• _Página_:
Lo que nos resta permite adivinar lo que se perdió. Perdido más que por incuria, por deliberada intención de los nuevos amos. Poco o nada quisieron conservar estos de una lengua que sonaba a herejía. Se destruyeron los quipus; se opuso a tantas deliciosas fábulas la mitología cristiana, si así puede decirse; se pretendió abolir con el lenguaje todo fermento de insubordinación. «Habla en castilla», solían decir iracundamente al indio que tartajeaba frases de extraña sintaxis. No incurriremos en la cómoda injusticia de culpar a nuestros abuelos que siquiera fundaban en la Universidad de Lima la indispensable cátedra de quechua, suprimida más tarde. Nosotros todos tuvimos la culpa de ese abandono. El que esto escribe recorría hace un lustro los Andes del Perú en busca de minas de plata; y muchas veces en un tambo del camino quiso enterarse de la significación de esa canturria que exhalaba un indio acurrucado, con las manos cruzadas sobre el pecho, en la rigurosa actitud de las momias. «No haga caso, doctorcito, son tonterías de estos bárbaros», respondían invariablemente los compañeros de viaje, mestizos de la Sierra que se consideraban ya de casta superior por haberse doctorado en la Universidad. Cuando insistí en que me tradujeran, maravillóme esa poesía de alborada, llena de cosas estelares y de copos de algodón y de «palomitas».

[…]

Parece, pues, llegada la hora de proceder al cabal inventario del pasado literario inca. No debe ocultarse que tal investigación es dificilísima, por lo mismo que no quedaron sino testimonios orales o las narraciones de los cronistas, a menudo inconexas, singularmente en lo que se refiere al acervo literario. «Con frecuencia –apunta Burga– hay notables discrepancias entre ellos, discrepancias que a veces son sólo de redacción y otras de fondo». Primero es necesario desentrañar en las mencionadas crónicas de conquista, en los itinerarios para párrocos de indios, en las primeras gramáticas quechuas, toda una serie de himnos, leyendas míticas, cantos de triunfo o hayllis, primeras fábulas o cuentos y, en fin, la admirable poesía elegíaca, el yaraví o haraui, queja amorosa, estridencia solitaria y nocturna que parece surgir del hondón de la raza. El investigador, el folklorista tiene que ir en seguida a las fuentes vivientes de tal poesía, así estén adulteradas por la larga convivencia con otro idioma (a tal punto que es corriente en la Sierra el canto híbrido en ambas lenguas, quechua y castellana). Afortunadamente el canto y la música han conservado muchas de estas canciones antiquísimas. A los esfuerzos precursores de Alomía Robles y de los esposos d’Harcourt se debe mucho en tal sentido. Con todo puede decirse comparativamente, si recordamos lo hecho en otros países de América –en el Brasil, por ejemplo– que nuestro folklore está en mantillas.

• _Filas extraídas_:

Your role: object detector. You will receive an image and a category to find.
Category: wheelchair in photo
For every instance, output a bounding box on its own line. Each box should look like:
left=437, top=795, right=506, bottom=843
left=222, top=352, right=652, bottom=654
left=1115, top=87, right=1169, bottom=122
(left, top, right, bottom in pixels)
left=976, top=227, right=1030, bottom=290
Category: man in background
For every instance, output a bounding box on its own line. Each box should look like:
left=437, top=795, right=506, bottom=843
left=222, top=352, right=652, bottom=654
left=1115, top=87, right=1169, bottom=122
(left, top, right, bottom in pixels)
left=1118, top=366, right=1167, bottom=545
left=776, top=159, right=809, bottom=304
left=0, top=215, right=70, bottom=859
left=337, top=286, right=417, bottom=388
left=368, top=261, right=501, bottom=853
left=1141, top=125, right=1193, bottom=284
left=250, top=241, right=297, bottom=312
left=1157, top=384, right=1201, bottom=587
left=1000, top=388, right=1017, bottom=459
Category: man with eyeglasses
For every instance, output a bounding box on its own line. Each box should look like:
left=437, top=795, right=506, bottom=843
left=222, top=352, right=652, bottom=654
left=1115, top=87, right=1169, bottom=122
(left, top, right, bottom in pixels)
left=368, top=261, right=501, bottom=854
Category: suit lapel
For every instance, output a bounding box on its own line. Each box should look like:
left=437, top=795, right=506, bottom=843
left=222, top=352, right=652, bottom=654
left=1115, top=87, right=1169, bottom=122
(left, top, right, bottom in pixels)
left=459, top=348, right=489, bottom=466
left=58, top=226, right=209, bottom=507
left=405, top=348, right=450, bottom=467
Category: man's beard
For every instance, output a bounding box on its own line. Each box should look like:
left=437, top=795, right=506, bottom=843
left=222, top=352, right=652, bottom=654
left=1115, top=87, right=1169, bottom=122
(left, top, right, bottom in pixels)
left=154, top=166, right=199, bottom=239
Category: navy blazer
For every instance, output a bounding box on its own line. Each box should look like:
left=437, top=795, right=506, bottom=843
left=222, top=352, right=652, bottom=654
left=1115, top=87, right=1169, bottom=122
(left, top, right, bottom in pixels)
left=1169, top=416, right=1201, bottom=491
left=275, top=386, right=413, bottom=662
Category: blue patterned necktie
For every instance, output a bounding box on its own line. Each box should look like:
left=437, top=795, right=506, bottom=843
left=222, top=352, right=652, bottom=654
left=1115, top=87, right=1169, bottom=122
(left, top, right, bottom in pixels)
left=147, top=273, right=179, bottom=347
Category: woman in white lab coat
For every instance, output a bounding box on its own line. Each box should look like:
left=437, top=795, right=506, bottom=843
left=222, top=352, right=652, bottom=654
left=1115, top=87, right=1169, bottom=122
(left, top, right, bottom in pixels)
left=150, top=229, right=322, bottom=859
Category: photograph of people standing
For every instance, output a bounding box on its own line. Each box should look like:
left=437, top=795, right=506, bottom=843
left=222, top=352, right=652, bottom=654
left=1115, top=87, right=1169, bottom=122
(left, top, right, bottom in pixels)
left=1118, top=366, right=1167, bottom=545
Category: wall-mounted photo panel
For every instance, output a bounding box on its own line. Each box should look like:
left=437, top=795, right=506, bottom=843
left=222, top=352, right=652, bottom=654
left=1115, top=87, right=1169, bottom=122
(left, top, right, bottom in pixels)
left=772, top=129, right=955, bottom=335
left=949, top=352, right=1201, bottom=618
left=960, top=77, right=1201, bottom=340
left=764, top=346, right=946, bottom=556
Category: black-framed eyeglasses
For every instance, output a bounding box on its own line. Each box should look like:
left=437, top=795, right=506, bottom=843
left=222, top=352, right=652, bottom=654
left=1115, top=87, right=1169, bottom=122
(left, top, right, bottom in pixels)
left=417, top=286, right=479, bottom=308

• _Qué se pide_:
Según la página, ¿qué cátedra se fundó en la Universidad de Lima? Las filas no intervienen para nada en esto.

• _Solución_:
La cátedra de quechua, que más tarde fue suprimida.